### Set task
Reproduce the entries below in full, word for word.

..........

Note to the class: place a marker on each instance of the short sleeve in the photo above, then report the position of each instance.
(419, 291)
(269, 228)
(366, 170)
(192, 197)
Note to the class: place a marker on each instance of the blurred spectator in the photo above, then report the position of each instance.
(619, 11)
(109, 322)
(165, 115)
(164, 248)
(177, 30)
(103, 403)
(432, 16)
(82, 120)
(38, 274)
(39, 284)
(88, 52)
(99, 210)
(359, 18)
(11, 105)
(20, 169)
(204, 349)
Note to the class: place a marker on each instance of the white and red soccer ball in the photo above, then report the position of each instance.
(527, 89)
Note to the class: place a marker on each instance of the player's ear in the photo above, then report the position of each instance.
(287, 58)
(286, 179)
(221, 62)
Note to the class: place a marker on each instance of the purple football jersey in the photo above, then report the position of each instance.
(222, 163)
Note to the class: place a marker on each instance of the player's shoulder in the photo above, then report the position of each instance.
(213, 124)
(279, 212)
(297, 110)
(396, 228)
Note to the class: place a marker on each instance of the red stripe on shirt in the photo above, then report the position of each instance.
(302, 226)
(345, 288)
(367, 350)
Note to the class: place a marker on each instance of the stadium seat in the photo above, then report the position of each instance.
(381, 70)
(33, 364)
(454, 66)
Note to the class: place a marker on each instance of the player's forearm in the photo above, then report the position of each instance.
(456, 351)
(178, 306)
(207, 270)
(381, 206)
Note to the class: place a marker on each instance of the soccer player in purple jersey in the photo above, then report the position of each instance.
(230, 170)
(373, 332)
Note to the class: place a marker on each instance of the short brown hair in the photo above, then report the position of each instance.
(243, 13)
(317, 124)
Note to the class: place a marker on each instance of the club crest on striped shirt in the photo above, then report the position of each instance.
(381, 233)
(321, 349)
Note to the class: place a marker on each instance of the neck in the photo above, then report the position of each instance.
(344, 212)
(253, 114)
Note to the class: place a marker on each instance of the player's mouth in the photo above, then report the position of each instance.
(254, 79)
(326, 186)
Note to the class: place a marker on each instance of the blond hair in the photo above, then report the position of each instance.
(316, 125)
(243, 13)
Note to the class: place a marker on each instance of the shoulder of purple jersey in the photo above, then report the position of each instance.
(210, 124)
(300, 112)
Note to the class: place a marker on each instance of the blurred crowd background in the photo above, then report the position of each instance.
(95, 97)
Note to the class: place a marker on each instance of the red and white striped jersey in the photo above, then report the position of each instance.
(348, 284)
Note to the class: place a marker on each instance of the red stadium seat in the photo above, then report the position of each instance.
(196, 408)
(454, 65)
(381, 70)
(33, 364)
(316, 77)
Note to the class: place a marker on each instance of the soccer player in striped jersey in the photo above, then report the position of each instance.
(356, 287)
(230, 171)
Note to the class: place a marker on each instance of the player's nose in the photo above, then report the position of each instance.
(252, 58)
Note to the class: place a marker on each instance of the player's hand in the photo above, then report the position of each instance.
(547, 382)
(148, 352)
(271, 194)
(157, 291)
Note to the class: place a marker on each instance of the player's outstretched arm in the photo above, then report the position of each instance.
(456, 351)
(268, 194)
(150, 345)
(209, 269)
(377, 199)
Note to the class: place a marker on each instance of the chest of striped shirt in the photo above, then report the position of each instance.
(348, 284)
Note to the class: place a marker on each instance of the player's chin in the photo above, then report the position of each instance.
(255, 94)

..........

### Correct result
Note to the class: place a marker on each instance of the short sleeve in the photo above, then report the position of each instance.
(419, 291)
(269, 228)
(366, 170)
(192, 197)
Note to the class: place a marker on each instance of the blurred spectator in the photo above, then report the position of each instance.
(619, 11)
(109, 322)
(165, 115)
(164, 248)
(177, 30)
(103, 403)
(432, 16)
(82, 120)
(38, 274)
(39, 284)
(88, 52)
(99, 210)
(359, 18)
(11, 105)
(20, 169)
(204, 349)
Note to the class: place a marker on each instance of the white and red soccer ball in the photo above, then report the position of each instance.
(527, 89)
Note to the class: place a marker on each instance of the player's ear in the photo above, then report the position of each instance.
(287, 58)
(286, 179)
(221, 62)
Note to the class: place a marker on each instance of the purple football jersey in the photo above, then report the position of each instance.
(222, 163)
Note to the class: place a marker on each instance of the player's shoulder in the photo above, then report the position of each instance.
(213, 124)
(279, 212)
(297, 110)
(396, 228)
Note to the class: place a marker on each instance of the red stripe on shirt in the photo above, then report the position of each instance.
(302, 226)
(345, 288)
(367, 350)
Note to the class: place a marker on each instance of the stadium seat in the photo above, then report the position of each instance.
(381, 70)
(33, 364)
(454, 66)
Note to the class: place a marker on each instance of the player's forearm in the photo above, then report the position of each instance.
(456, 351)
(178, 306)
(207, 270)
(381, 206)
Note to the class: place a marker on each instance of the soccer player in purple jersey in the photo above, then report the position of each instance.
(230, 170)
(373, 332)
Note to the class: place a marker on each instance of the short brown hair in the photo above, then report the position of each instance.
(243, 13)
(317, 124)
Note to the class: place a marker on each instance of the club crest on striped shirt in the photo above, then report the position of each instance.
(381, 233)
(321, 349)
Note to the class: place a marker on each instance of the neck in the photo above, then report the position of each instance.
(344, 212)
(253, 114)
Note to the class: place a marker on each instance of the player's mouth in the photo above, then report the position of each instance.
(254, 79)
(326, 186)
Note to the class: place a marker on each instance of the blond hair in the photo above, then report the position of each instance.
(316, 125)
(243, 13)
Note to the class: place a marker on each instance of the shoulder of purple jersey in the photo above, then report the position of each instance.
(210, 124)
(300, 112)
Note to the class: place a marker on each instance of the blurred crowd background in the photo above, then report the position of each instance.
(95, 97)
Note to the class: place a marker on each instance of the red and white striped jersey in the photo above, then report the position of each instance.
(348, 284)
Note to the class: place a marker on each instance of the red stadium seat in the photo above, then report the position of each instance.
(196, 408)
(454, 65)
(381, 70)
(33, 364)
(316, 77)
Note to the class: place a marker on each instance of the soccer player in striped jersey in the photo above, then report the position of each instance.
(356, 287)
(230, 171)
Note to the class: place a marker on each instance of the player's nose in the photo above, then report the position of each instance.
(252, 58)
Note to the class: place a marker on each instance of the player's hand in the photo above, then report the position of each instance.
(547, 382)
(148, 352)
(271, 194)
(157, 291)
Note to the class: place a marker on each instance of the player's outstretched arm in the photo above, then report the position of each instance.
(456, 351)
(268, 194)
(150, 345)
(209, 269)
(377, 199)
Note to the class: place a marker on each instance of the chest of striped shirt in the photo above, then report the position of each instance.
(348, 284)
Note to the class: place a marker on each instance of the player's chin in the photo above, then report the position of each instance.
(255, 94)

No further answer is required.